**Directions for this task**
Word for word, restate the lines from the start of the data down to the line with "person's hand -> box", both included.

* * *

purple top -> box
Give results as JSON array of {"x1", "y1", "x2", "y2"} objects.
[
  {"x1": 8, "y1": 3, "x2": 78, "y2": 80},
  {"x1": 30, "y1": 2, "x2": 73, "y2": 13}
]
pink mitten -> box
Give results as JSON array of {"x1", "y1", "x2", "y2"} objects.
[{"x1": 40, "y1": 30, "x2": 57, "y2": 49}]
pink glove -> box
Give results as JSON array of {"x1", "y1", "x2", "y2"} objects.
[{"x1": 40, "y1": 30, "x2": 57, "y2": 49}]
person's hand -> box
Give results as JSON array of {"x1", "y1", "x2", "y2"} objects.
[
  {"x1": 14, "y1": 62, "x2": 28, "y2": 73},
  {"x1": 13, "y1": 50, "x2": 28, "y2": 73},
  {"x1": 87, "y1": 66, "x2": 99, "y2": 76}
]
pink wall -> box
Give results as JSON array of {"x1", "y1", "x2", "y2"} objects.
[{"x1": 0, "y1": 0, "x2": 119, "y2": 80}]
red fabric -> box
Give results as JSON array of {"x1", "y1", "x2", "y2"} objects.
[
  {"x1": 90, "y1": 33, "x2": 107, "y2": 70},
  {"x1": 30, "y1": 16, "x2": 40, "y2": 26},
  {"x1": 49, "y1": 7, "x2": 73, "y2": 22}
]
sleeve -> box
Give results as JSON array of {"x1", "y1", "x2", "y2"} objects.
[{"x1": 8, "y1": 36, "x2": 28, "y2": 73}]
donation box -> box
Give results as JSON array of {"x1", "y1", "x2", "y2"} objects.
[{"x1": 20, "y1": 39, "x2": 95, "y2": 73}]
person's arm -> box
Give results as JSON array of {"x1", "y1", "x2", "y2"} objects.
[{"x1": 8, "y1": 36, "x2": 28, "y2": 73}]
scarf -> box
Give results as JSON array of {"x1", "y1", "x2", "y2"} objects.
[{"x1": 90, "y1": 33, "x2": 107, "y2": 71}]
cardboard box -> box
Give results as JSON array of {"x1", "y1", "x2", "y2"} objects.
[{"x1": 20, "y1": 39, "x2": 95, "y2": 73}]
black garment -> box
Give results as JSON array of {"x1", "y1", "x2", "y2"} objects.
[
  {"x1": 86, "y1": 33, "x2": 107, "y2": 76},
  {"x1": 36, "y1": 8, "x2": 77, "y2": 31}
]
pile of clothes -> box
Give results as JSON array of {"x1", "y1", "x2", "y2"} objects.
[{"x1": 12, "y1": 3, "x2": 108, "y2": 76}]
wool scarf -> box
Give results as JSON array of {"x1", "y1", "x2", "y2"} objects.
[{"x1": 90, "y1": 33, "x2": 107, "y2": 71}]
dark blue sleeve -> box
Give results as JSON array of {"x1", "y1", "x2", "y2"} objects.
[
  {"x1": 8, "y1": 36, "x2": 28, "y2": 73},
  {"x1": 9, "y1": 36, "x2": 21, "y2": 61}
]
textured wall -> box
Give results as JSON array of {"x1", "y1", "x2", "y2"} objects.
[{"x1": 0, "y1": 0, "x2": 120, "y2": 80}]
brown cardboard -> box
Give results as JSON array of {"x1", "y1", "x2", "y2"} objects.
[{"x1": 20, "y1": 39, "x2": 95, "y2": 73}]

* * *

**Response**
purple top -> box
Give results as JSON array of {"x1", "y1", "x2", "y2"} objects.
[
  {"x1": 8, "y1": 3, "x2": 78, "y2": 80},
  {"x1": 30, "y1": 2, "x2": 73, "y2": 13}
]
pink mitten -> box
Give results as JSON array of {"x1", "y1", "x2", "y2"} objects.
[{"x1": 40, "y1": 30, "x2": 57, "y2": 49}]
pink glove -> box
Give results as JSON array of {"x1", "y1", "x2", "y2"} objects.
[{"x1": 40, "y1": 30, "x2": 57, "y2": 49}]
person's hand -> box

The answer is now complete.